Continue the passage on medication reconciliation in hospitals, picking up after its final sentence.

Excerpted text:
#####

Medication Reconciliation (MedRec) is a formal process where healthcare professionals partner with patients, families, and care providers, to obtain an accurate and complete list of prescribed and over-the-counter medications a patient is currently taking (“Medication Reconciliation (MedRec),” 2020). This list, ideally completed when the patient is admitted to hospital, is used during transitions of care (i.e., admission, transfer, and discharge) to reduce medication errors. The first step involves “creating the most accurate list possible of medications a patient is taking [at home]” (“Medication Reconciliation to Prevent Adverse Drug Events,” 2020) – known as the best possible medication history (BPMH). This entails interviewing the patient or family about their medications, and confirming the information with at least one other reliable source (e.g., patient’s community pharmacy). The second step involves using the BPMH during transitions of care to “ensure that medications being added, changed, or discontinued are carefully evaluated” (“Medication Reconciliation (MedRec),” 2020) by the prescriber to avoid medication discrepancies. Common discrepancies include “inadvertent omission of needed home medications, failure to restart home medications following transfer or discharge, duplicate therapy…, and incorrect doses” (“Medication Reconciliation (MedRec),” 2019). MedRec has been recognized as such a vital part to preventing adverse drug events, that Accreditation Canada classifies MedRec as a required organizational practice (ROP) (“Required Organizational Practices (ROPs),” 2020). While MedRec is recognized as having an important role in patient safety, successful implementation has been difficult to achieve in hospitals. Sequeria and colleagues (2017) reported that only an average of 60% of patients received MedRec on admission in 2017/18 across Ontario. The main barriers to success include how time-consuming the MedRec process is, and the difficulties in obtaining an accurate medication history from patients (Chevalier, Parker, MacKinnon, & Sketris, 2006).

#####

Data for analysis:
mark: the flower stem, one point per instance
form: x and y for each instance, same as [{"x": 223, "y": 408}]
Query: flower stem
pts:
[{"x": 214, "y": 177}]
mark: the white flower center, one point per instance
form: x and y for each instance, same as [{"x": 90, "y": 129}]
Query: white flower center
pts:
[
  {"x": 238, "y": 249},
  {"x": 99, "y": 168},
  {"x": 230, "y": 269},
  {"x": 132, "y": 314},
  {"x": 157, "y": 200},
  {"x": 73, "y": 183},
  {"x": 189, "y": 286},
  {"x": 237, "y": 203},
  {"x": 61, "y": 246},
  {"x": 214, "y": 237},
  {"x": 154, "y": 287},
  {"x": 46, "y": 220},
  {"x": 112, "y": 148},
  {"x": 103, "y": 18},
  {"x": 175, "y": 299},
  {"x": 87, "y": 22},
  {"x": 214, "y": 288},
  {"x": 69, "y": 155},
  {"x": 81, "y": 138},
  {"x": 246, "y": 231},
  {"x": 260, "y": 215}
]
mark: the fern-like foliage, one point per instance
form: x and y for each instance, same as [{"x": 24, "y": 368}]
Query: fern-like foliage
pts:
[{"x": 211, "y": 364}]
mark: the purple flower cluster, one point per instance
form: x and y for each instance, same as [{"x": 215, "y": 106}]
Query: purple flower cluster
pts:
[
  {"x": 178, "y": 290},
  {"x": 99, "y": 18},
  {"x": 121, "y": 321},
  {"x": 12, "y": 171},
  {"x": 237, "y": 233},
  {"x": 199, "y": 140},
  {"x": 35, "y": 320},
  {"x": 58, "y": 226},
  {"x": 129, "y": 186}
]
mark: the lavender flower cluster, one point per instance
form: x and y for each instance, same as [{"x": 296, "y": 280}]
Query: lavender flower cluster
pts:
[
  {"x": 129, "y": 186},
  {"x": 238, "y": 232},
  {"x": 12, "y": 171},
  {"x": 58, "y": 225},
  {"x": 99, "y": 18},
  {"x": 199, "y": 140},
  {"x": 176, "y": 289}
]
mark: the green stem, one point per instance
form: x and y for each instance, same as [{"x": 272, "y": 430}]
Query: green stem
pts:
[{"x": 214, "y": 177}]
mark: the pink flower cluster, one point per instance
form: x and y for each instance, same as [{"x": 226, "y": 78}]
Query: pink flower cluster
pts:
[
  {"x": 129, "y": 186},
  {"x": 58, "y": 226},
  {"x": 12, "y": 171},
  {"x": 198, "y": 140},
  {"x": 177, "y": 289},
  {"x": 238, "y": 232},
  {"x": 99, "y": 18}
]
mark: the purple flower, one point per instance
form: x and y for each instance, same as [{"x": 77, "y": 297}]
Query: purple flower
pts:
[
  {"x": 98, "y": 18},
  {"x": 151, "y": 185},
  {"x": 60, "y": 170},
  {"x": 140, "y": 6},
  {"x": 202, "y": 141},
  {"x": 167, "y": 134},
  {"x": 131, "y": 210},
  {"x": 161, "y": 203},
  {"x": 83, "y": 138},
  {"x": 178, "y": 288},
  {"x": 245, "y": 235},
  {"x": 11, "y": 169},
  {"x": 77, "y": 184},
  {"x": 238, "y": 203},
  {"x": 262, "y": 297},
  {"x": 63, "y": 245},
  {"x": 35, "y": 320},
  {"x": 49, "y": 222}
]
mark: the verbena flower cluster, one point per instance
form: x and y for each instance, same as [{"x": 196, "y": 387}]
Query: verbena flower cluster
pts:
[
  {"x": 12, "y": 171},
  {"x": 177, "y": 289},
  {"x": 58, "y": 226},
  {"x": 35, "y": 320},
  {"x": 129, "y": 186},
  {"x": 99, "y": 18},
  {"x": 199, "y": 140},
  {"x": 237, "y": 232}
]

#####

Answer for this exercise:
Equipped with medication expertise, a pharmacy-led model of MedRec may possess strategic advantages to quickly and accurately identify a patient’s home medications. For example, my experience has shown that pharmacists and pharmacy technicians are more often able to identify a medication based on colour, shape, pill markings, and frequency of administration.

This is extremely helpful as patients often report their medications by using one or more of these descriptions. The pharmacy team also has an established relationship with nearby community pharmacies, which may allow for more efficient transfer of medication information. The following CAT evaluates the impact of a pharmacy-led model of MedRec on medication discrepancies among patients who are admitted to acute care hospitals.

What is the impact of a pharmacy-led model of MedRec in comparison to usual care on medication discrepancies among patients who are admitted to acute care hospitals?

The OVID Medline and CINAHL databases were searched, using the search terms and limits identified in the search strategy section below, to address the focused research question. Four relevant articles were identified that met the inclusion and exclusion criteria. This included one comparative study and three randomized controlled trials (RCTs). In addition, two relevant RCTs were found from a reference list review of a systematic review (SR) obtained through a Google Scholar search.